■ **Records for the exercise**

_ _ _ _ _ _ _

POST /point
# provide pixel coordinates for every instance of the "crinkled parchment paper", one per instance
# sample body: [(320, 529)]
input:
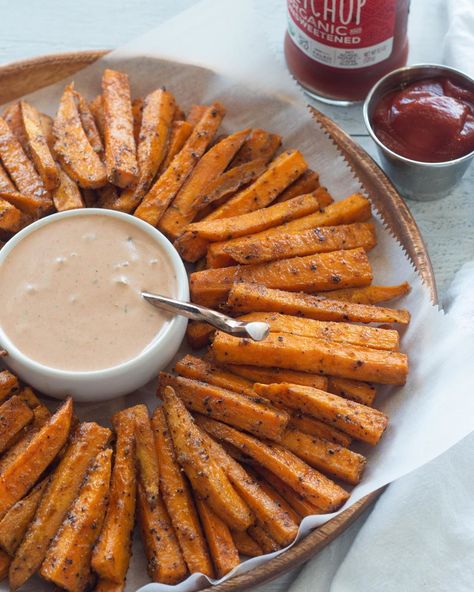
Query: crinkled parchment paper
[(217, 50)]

_ _ _ _ _ _ _

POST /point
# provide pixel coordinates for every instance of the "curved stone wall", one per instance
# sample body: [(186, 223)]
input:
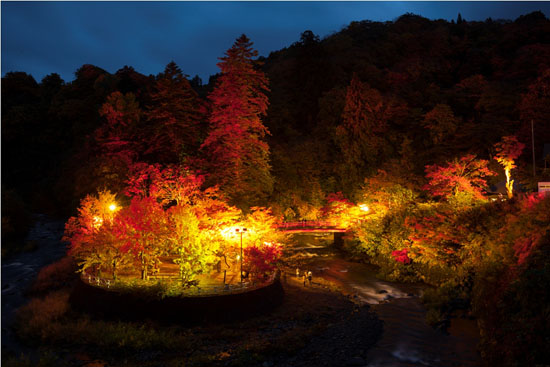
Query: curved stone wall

_ _ _ _ _ _ _

■ **What you are asked to do**
Report how many lines of the data above contain the string "paper", treating uppercase and lowercase as different. Reply with the number alone.

■ **Response to the task**
2